## THE TASK:
According to the excerpt about "Doctor Sleep," what does it mean to "shine"?

What makes the idea of a sequel even more interesting is King’s very public disappointment with Kubrick’s adaptation. The critique around how his creation was twisted for the director’s film did not go unheard. Feeling that the tortured family he created was drained of emotion, King later went on to address what happened to his beloved characters in the 2013 novel “Doctor Sleep.” 

Sharing familiar characters from the original novel, “Doctor Sleep” follows a now middle-aged Danny Torrance (Ewan McGregor) as he pieces his life together. Consumed by alcohol and promiscuous encounters, the boy that audiences met all those years ago has lost his way. Considering his possessed father attempted to kill him and his mother, a drinking problem is the least of his worries. More pressing is that the ghosts of Overlook aren’t quite done with him. Also lurking in the shadows is the True Knot, a cult of demonic superhumans who live eternally by draining those that “shine.” A term introduced in “The Shining,” to shine is to have a supernatural power. This soul-like energy source is what brings Torrance and magical newcomer Abra Stone (Kyliegh Curran) together in this newest extension. Possessing a set of abundantly powerful abilities, Stone finds herself as both a threat and target for the True Knot.

## EXTRACTED DATA:
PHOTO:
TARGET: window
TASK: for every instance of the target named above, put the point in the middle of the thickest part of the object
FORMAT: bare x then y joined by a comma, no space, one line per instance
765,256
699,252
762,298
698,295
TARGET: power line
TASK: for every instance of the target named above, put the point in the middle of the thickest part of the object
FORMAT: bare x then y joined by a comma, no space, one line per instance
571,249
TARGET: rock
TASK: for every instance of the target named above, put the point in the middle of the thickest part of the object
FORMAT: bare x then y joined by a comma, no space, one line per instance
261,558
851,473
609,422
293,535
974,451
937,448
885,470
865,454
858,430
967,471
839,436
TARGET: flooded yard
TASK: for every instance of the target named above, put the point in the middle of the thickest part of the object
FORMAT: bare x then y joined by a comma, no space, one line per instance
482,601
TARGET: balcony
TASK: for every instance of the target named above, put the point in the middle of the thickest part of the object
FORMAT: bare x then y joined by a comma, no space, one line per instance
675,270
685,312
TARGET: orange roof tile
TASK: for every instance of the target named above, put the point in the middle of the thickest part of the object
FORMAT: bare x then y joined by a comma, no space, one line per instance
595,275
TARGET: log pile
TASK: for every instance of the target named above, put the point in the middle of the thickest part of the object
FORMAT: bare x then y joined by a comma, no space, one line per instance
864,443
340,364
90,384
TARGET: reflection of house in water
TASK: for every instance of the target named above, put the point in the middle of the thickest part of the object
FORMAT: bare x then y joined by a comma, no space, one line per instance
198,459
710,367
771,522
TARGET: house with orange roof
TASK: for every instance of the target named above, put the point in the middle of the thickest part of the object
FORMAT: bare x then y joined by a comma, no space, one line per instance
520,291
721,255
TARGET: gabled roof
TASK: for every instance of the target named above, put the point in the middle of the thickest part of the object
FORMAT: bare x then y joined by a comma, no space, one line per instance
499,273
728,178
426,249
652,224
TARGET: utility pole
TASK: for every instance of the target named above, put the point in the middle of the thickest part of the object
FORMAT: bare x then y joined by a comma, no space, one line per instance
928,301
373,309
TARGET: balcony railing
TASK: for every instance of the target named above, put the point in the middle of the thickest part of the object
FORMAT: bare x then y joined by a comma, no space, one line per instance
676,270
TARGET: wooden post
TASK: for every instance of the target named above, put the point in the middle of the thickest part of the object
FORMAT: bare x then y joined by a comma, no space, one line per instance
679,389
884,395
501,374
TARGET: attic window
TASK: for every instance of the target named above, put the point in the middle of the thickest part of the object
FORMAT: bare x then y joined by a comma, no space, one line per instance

## REPLY:
To shine is to have a supernatural power.